### Written problem
Please turn the data from its start through the line containing "Query: stadium" into a numbered list, leaving out blank lines and pictures.

..........

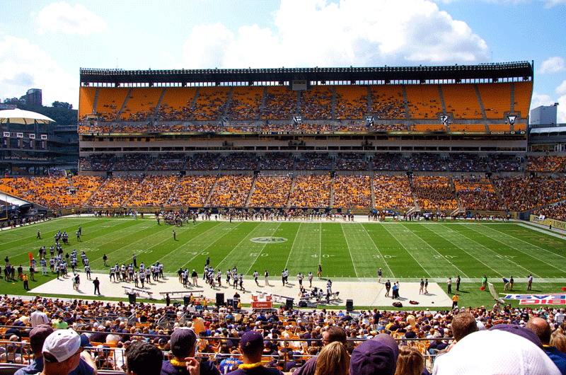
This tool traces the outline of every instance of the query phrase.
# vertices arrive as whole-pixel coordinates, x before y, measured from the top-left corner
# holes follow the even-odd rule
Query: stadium
[[[20,277],[18,270],[14,278],[5,267],[11,282],[1,281],[3,293],[24,301],[38,296],[29,304],[4,299],[3,311],[18,311],[0,317],[3,333],[39,304],[50,318],[79,331],[121,327],[120,345],[91,337],[95,347],[109,347],[96,357],[99,373],[111,373],[122,369],[122,352],[113,349],[122,342],[143,336],[158,343],[200,319],[207,323],[202,337],[220,338],[199,340],[206,357],[224,353],[219,342],[237,342],[265,318],[259,325],[270,338],[282,340],[303,361],[320,346],[306,340],[336,323],[352,350],[379,333],[408,340],[429,369],[453,340],[458,294],[459,306],[469,306],[487,328],[518,324],[525,313],[544,313],[558,328],[566,290],[566,156],[555,152],[550,134],[538,132],[531,142],[533,76],[529,62],[81,69],[78,173],[6,173],[0,183],[5,265],[14,272],[37,259],[37,272],[24,292],[27,273]],[[30,127],[2,127],[35,139]],[[13,143],[5,142],[4,153],[37,152],[31,143],[30,149]],[[33,169],[33,161],[18,162],[21,171]],[[70,238],[59,245],[61,232]],[[54,236],[61,263],[76,249],[71,258],[85,254],[89,277],[80,259],[61,279],[57,265],[40,276]],[[158,275],[151,267],[149,284],[139,287],[142,262],[148,272],[157,265]],[[112,281],[115,262],[124,265],[124,276],[117,269]],[[226,270],[232,282],[239,274],[239,287],[230,277],[224,282]],[[71,289],[75,272],[87,284],[80,290]],[[309,272],[315,276],[306,288]],[[91,293],[96,277],[102,296]],[[400,298],[390,299],[389,279],[400,283]],[[262,302],[274,308],[265,316],[252,309],[265,308]],[[232,315],[242,304],[247,309]],[[160,348],[169,350],[165,342]],[[289,370],[294,361],[284,352],[275,367]]]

..........

### Task solution
1. This tool traces the outline of every instance of the query phrase.
2. # vertices arrive as whole-pixel coordinates, x before y, measured from the top-left corner
3. # holes follow the even-odd rule
4. Query: stadium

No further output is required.